Assigned task: Repeat exactly the lines that run from the one containing "In this photo, point at the car front" to the end of the data, and leave out all others.
—————
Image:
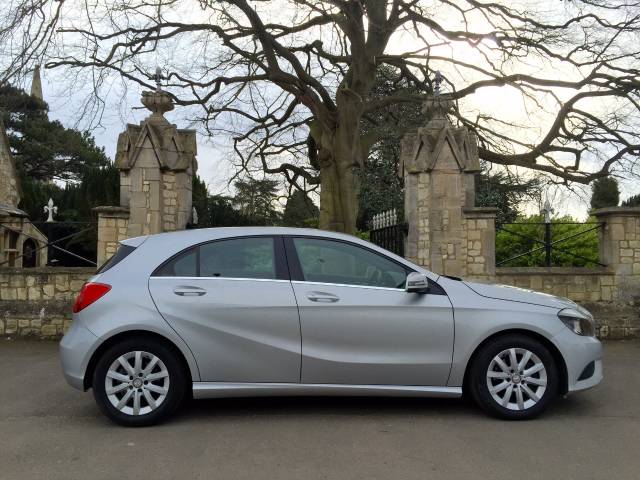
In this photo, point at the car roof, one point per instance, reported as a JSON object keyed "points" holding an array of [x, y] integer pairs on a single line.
{"points": [[202, 234]]}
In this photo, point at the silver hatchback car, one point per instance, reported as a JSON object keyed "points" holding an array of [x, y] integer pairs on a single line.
{"points": [[229, 312]]}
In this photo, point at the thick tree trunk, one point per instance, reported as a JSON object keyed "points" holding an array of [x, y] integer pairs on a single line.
{"points": [[338, 196], [340, 154]]}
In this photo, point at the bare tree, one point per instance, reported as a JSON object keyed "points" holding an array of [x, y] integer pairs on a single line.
{"points": [[291, 80]]}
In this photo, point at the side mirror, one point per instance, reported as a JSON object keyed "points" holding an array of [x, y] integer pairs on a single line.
{"points": [[417, 283]]}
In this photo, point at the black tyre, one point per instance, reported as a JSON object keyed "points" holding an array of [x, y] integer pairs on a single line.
{"points": [[139, 382], [513, 377]]}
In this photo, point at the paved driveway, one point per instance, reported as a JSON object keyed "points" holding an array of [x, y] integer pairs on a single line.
{"points": [[48, 430]]}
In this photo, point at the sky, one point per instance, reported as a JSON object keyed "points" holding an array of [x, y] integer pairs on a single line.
{"points": [[214, 154]]}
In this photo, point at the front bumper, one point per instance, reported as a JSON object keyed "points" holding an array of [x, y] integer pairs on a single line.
{"points": [[76, 348], [578, 352]]}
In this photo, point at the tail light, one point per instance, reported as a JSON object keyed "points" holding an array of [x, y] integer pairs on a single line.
{"points": [[89, 293]]}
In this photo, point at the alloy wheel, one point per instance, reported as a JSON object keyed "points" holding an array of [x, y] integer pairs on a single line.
{"points": [[516, 379], [137, 383]]}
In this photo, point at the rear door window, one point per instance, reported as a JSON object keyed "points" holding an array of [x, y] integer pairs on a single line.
{"points": [[123, 252], [251, 257]]}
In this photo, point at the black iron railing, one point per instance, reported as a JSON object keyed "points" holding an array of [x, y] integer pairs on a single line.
{"points": [[549, 244]]}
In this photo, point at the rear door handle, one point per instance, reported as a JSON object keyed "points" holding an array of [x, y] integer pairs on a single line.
{"points": [[189, 291], [322, 297]]}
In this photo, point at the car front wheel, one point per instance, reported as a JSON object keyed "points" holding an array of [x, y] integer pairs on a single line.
{"points": [[514, 377], [138, 382]]}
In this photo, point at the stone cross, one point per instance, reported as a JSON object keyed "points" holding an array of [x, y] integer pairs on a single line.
{"points": [[437, 83], [50, 208], [158, 78]]}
—————
Solution for this task:
In this photo, point at the car front wheel, one point per instance, reported as a JSON object keyed "points" holding an array of [x, y] integer pairs on a single line.
{"points": [[514, 377], [138, 382]]}
In this photo, point at the stone cross, one point per instance, reported as a JSON object keyed "points" holding an array of [x, y] integer pairs on a single line.
{"points": [[437, 83], [50, 208], [158, 78]]}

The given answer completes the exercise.